Stored data:
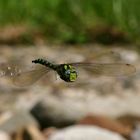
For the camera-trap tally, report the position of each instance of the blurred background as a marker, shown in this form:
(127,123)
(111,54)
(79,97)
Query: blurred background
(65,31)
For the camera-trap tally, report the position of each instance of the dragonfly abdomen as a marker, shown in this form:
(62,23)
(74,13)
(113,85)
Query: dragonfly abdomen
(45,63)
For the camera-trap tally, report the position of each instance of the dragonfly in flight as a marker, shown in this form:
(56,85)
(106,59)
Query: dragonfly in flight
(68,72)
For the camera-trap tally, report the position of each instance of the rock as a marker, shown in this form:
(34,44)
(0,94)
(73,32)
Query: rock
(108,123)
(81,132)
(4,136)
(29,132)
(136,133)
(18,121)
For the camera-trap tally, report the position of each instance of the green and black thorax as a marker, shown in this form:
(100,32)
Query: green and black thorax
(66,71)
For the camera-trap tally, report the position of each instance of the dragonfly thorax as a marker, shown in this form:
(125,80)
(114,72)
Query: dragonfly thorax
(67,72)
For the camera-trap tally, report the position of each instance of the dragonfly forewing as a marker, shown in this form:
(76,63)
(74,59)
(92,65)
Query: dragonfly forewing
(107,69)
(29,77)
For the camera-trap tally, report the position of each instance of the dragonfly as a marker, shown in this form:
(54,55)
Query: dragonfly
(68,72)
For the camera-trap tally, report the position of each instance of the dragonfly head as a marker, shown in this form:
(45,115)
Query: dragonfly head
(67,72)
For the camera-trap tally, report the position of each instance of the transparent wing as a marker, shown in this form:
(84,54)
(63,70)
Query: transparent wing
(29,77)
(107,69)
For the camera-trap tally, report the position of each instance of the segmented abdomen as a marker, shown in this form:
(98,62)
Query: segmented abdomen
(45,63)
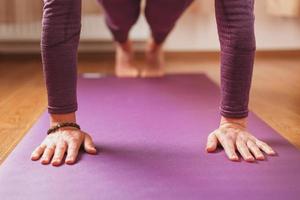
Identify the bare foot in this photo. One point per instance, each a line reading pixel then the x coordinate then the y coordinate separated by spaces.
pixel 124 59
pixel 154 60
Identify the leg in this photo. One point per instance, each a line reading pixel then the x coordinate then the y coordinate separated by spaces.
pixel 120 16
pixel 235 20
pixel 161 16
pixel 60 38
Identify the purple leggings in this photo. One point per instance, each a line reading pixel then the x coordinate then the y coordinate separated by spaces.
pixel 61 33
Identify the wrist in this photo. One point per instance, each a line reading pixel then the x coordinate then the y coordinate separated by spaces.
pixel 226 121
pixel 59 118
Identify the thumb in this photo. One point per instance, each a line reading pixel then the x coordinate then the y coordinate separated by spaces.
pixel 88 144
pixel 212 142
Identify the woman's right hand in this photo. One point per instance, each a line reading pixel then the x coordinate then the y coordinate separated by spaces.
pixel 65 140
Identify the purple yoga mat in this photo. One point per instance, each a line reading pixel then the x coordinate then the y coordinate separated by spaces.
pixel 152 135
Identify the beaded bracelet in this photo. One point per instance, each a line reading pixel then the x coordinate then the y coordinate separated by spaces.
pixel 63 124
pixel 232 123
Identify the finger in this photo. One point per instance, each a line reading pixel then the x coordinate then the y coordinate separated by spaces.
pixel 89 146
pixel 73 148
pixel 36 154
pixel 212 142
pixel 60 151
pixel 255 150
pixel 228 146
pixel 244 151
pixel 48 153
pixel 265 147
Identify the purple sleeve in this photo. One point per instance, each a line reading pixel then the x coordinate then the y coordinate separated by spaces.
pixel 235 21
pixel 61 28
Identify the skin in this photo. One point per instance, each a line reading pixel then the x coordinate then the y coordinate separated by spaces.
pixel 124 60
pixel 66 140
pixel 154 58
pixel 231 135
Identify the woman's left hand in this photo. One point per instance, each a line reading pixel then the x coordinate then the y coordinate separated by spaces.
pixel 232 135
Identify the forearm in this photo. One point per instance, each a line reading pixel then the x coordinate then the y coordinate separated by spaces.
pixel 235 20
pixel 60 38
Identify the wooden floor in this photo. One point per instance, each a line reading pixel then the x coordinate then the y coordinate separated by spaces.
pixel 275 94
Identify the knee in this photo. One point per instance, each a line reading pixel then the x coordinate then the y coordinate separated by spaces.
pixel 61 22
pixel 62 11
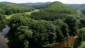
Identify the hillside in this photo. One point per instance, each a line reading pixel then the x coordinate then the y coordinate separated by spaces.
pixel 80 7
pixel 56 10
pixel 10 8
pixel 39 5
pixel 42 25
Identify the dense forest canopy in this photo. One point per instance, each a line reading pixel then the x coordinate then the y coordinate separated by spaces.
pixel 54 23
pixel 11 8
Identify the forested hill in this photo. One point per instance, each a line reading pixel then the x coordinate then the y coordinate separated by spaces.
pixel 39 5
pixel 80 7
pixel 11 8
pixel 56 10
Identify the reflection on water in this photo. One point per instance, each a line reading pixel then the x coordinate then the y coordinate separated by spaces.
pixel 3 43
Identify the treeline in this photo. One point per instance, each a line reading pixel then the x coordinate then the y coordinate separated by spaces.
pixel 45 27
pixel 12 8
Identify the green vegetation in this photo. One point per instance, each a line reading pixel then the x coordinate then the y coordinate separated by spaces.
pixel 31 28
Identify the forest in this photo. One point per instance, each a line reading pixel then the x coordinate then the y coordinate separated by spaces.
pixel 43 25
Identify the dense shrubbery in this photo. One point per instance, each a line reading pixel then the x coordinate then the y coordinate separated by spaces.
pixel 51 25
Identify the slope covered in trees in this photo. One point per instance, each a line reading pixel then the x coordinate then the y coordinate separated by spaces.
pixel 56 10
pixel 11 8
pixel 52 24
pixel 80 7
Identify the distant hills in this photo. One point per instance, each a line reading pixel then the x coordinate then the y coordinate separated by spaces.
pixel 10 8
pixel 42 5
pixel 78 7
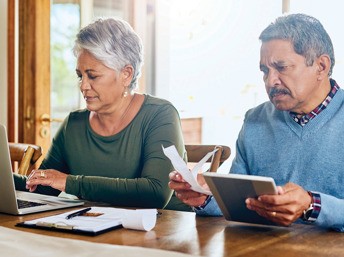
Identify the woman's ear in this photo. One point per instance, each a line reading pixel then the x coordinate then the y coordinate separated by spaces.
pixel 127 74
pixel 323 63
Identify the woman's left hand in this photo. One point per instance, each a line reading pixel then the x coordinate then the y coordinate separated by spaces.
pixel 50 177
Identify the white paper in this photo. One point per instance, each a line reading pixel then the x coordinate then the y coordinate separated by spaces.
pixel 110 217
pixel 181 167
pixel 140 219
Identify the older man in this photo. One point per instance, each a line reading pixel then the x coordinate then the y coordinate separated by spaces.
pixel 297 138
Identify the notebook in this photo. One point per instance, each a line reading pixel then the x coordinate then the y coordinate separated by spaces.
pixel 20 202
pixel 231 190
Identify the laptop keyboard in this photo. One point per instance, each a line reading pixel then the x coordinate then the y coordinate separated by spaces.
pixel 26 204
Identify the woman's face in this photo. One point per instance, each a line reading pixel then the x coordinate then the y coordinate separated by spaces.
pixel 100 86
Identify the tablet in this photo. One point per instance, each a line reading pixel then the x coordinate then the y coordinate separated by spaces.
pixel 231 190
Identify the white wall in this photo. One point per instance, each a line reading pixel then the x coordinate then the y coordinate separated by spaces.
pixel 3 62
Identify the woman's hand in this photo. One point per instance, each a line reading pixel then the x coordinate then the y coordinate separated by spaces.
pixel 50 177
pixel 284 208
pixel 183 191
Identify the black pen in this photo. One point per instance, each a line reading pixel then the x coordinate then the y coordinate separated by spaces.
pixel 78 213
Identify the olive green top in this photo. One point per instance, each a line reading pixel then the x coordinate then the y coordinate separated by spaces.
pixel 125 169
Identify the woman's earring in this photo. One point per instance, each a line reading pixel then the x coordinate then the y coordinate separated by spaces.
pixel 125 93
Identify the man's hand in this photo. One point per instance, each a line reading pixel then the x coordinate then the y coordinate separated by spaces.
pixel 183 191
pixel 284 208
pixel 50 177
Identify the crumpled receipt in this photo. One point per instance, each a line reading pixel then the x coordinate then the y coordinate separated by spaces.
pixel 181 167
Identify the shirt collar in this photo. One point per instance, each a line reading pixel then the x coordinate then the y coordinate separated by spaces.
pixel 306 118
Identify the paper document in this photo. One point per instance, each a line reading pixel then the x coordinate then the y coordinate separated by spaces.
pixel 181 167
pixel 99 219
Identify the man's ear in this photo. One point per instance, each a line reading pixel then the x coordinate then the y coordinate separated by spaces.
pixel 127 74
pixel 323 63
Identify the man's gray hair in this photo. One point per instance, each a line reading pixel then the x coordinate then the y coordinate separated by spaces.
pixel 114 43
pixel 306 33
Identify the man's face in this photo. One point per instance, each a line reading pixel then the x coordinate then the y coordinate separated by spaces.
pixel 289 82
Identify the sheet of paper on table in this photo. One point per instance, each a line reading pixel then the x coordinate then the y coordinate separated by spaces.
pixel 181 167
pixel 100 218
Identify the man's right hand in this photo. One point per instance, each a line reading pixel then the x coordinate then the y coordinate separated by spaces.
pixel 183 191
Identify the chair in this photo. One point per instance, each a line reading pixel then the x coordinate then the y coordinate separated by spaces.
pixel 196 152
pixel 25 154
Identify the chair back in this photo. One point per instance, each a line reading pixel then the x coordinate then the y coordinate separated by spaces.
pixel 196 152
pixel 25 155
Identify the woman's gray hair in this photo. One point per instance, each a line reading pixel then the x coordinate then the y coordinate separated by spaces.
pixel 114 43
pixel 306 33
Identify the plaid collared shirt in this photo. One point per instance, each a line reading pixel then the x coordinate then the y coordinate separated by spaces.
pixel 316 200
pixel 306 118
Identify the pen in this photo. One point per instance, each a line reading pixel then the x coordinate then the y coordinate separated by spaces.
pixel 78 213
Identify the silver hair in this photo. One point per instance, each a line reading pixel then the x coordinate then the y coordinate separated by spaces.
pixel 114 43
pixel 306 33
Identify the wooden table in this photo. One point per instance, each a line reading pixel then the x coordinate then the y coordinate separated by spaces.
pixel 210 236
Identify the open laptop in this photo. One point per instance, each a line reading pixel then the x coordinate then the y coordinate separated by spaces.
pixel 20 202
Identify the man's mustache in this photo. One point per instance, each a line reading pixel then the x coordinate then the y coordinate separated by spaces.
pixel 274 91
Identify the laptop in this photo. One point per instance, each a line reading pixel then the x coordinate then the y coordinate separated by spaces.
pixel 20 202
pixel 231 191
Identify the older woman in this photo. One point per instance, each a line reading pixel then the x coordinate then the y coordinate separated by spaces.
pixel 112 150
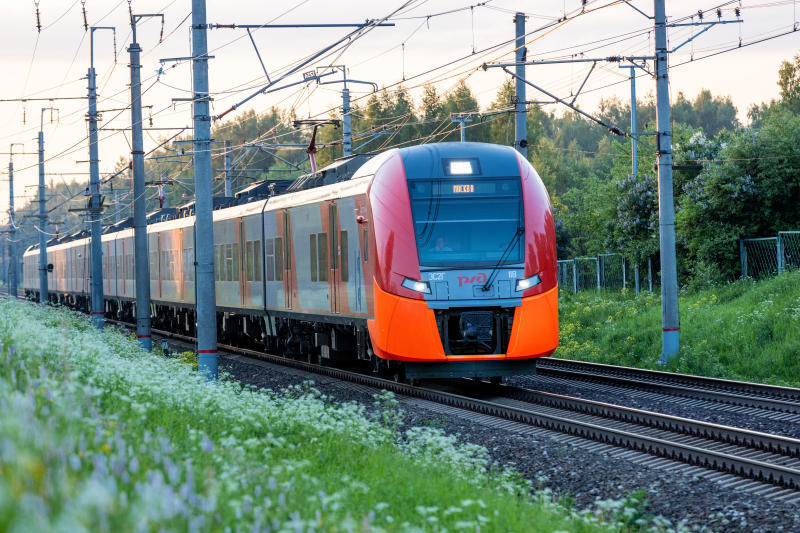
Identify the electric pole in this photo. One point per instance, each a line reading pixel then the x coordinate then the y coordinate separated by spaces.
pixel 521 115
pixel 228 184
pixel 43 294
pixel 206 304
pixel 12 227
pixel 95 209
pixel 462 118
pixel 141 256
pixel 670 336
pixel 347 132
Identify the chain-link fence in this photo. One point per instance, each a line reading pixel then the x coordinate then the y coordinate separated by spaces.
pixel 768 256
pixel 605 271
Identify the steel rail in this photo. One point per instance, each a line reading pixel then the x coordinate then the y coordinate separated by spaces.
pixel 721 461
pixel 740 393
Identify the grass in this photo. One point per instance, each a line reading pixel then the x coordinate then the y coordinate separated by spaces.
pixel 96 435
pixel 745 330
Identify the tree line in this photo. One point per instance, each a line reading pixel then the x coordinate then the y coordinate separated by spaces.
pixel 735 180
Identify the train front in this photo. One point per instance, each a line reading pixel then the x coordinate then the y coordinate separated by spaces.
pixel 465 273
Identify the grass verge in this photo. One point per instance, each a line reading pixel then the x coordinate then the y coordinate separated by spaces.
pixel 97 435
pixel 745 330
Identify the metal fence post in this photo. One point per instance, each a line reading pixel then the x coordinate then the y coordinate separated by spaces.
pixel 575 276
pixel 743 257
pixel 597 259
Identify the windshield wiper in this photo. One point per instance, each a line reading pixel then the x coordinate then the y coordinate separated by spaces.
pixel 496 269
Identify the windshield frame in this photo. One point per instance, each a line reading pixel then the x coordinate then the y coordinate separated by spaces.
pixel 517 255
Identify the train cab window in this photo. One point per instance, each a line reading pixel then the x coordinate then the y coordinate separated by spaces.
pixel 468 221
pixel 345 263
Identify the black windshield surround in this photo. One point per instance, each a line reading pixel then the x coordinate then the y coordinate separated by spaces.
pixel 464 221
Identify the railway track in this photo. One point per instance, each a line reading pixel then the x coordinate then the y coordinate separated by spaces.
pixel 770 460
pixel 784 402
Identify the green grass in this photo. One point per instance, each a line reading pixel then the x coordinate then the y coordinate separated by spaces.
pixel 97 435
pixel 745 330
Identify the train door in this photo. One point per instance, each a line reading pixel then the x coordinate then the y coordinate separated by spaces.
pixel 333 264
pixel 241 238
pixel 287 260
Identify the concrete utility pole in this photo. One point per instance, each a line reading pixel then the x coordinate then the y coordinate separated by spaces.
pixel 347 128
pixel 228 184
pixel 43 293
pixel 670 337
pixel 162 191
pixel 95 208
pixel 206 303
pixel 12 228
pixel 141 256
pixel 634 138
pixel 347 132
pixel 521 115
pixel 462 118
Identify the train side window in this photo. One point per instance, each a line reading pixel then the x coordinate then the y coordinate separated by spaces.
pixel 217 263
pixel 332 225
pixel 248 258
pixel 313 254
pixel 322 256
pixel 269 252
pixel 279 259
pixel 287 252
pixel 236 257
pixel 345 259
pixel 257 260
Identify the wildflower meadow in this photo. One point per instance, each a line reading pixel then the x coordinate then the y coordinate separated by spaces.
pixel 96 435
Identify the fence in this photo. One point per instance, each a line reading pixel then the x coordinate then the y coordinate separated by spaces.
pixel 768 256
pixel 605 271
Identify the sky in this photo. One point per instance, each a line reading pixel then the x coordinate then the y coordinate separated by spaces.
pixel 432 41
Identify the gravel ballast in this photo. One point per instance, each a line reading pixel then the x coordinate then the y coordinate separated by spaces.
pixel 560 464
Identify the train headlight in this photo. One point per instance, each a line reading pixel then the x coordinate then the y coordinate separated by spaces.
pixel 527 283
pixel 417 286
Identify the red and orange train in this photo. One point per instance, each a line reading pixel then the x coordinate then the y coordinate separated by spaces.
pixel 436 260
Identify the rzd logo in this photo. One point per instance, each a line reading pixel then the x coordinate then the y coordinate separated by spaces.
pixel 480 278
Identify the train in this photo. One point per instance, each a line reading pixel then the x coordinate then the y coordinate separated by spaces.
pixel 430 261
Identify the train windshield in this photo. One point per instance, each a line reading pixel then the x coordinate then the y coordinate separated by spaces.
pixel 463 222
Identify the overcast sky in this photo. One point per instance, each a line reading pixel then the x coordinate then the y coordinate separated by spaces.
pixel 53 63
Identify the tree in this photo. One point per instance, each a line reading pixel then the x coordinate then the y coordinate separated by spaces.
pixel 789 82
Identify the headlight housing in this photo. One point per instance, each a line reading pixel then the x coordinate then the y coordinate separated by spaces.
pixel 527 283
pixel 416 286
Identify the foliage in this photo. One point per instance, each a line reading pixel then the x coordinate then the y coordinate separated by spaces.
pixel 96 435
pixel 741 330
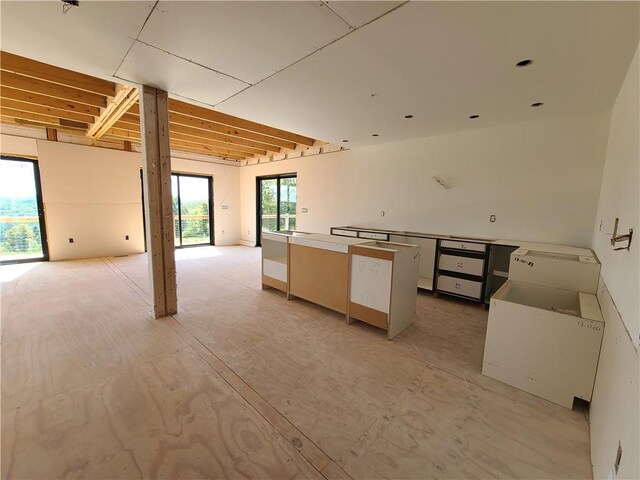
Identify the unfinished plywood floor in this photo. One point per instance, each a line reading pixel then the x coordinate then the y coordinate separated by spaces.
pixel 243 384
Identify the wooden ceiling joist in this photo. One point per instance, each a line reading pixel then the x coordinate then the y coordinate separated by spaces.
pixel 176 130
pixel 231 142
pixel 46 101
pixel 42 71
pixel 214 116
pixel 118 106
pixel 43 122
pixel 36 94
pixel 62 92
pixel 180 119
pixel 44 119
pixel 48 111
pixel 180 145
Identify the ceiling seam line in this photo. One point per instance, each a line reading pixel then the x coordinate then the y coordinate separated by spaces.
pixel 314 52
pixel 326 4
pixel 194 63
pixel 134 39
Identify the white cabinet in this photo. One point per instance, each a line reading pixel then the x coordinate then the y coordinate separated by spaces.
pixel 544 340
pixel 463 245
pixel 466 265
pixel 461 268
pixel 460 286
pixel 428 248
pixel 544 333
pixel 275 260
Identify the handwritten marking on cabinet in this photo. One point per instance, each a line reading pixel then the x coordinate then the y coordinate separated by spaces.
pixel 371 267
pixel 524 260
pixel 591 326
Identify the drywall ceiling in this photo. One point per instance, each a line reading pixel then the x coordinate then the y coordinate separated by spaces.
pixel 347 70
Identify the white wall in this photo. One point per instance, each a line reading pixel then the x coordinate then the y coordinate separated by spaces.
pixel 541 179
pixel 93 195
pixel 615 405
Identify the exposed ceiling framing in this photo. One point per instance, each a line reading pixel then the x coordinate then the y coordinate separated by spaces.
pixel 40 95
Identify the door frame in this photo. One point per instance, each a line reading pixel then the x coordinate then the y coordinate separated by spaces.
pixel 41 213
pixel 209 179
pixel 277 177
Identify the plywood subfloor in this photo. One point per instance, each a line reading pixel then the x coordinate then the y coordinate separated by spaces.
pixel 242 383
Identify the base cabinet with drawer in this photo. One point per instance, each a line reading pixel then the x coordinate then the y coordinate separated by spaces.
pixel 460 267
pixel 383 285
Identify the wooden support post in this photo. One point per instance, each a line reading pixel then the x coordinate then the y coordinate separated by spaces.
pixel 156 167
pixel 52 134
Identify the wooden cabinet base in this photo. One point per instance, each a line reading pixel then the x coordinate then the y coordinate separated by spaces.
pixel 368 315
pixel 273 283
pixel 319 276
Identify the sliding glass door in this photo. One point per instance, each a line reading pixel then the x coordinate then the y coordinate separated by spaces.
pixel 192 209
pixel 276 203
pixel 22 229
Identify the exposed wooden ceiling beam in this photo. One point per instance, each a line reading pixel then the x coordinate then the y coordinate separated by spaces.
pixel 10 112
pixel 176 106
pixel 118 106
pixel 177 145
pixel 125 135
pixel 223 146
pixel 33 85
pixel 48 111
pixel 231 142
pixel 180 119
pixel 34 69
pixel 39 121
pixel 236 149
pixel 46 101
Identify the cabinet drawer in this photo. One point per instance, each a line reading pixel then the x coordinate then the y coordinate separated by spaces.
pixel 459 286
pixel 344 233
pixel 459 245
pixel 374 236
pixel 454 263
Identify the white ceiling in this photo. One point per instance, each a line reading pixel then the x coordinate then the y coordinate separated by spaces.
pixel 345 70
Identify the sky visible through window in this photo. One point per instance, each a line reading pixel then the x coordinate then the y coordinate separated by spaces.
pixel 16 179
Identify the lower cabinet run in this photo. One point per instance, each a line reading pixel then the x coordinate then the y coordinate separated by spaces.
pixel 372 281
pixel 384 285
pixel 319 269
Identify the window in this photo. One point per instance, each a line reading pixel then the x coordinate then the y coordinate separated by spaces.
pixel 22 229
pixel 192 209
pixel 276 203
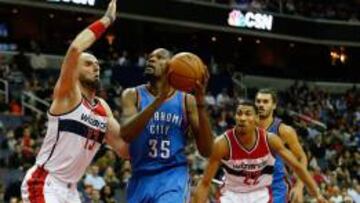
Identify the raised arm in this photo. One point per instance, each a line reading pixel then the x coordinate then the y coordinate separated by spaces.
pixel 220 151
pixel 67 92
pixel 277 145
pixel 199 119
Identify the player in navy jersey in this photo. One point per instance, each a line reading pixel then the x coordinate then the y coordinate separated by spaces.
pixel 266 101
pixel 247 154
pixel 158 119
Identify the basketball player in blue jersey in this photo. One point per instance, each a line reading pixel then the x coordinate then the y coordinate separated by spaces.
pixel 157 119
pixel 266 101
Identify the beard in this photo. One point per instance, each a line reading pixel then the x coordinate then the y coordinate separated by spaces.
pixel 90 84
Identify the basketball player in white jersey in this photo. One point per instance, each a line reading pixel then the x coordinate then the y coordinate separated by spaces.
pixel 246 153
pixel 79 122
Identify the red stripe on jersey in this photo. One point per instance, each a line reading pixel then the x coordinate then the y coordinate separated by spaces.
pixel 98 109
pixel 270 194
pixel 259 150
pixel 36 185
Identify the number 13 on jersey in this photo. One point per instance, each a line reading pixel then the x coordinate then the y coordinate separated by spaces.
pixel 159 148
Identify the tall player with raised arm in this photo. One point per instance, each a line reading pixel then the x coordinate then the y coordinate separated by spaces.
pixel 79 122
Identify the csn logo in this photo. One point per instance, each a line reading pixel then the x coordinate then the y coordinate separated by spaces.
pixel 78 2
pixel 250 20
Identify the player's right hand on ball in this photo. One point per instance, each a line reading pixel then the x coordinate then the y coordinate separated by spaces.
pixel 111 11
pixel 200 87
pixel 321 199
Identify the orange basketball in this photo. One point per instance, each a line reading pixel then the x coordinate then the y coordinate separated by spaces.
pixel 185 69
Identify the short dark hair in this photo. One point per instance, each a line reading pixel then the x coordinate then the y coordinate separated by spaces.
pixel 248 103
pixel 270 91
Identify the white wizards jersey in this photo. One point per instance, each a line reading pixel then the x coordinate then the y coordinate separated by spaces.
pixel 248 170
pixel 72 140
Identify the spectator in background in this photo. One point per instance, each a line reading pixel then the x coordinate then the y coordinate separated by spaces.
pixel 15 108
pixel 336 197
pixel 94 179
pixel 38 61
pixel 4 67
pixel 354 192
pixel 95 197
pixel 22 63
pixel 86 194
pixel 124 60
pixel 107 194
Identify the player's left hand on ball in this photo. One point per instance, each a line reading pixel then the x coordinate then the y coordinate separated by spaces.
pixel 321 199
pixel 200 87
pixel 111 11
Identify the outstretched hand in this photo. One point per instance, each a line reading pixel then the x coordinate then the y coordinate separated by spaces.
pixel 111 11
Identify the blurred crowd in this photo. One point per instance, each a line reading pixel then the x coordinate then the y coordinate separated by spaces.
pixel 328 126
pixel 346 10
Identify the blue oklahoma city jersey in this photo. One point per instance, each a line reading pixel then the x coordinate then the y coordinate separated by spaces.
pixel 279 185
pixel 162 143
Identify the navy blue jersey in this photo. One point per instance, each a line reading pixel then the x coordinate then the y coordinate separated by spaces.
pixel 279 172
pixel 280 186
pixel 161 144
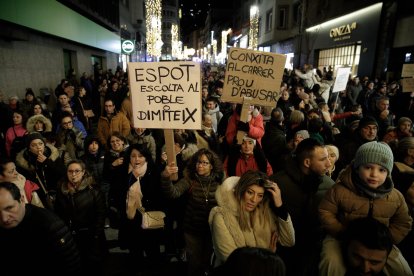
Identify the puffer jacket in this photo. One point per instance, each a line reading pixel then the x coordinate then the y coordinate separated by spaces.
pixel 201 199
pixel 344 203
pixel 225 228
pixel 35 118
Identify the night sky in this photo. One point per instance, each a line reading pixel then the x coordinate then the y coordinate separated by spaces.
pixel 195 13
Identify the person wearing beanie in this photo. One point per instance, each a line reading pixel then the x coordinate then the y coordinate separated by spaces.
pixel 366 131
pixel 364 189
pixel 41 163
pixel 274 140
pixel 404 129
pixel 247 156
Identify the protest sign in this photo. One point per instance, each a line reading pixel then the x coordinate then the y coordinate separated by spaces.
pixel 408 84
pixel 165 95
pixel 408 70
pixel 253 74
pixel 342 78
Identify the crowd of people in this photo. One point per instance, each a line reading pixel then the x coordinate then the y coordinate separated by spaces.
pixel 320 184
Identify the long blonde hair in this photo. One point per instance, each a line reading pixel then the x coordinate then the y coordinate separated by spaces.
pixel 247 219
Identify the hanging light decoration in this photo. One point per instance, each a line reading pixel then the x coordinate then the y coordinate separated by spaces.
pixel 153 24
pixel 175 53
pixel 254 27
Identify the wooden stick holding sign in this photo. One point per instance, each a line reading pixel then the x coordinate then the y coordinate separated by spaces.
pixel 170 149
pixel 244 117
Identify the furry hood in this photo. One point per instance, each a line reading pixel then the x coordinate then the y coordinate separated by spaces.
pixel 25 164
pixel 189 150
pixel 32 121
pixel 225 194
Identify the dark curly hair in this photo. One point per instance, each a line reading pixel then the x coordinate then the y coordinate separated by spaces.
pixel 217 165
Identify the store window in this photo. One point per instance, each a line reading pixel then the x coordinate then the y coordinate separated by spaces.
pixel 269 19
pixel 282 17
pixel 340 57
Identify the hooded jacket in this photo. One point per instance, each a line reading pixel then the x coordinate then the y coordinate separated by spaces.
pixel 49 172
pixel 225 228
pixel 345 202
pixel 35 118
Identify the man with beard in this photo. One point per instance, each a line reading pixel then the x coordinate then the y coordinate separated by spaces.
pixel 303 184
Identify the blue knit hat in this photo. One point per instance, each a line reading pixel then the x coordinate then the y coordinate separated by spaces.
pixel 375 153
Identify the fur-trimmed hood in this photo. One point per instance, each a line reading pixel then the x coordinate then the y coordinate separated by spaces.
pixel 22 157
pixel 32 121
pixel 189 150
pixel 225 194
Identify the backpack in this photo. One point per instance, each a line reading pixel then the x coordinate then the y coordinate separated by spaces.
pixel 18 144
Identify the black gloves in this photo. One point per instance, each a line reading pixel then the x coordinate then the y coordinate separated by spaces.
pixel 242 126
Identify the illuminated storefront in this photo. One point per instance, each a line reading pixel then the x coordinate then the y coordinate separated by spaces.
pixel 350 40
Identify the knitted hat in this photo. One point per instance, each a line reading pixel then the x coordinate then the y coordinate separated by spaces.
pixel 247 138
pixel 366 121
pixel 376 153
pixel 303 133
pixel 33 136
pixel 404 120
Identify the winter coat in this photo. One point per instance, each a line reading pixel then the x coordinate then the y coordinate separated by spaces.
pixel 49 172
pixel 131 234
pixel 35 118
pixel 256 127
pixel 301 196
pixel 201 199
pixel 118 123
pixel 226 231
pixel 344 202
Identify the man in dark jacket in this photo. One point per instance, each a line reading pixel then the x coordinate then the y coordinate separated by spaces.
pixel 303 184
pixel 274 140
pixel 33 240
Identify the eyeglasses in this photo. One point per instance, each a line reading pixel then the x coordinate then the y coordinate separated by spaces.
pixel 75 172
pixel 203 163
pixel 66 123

Required work: For the word "position", please say how many lines in the entries hold it, with only the number as the reply.

Result for this exercise: 11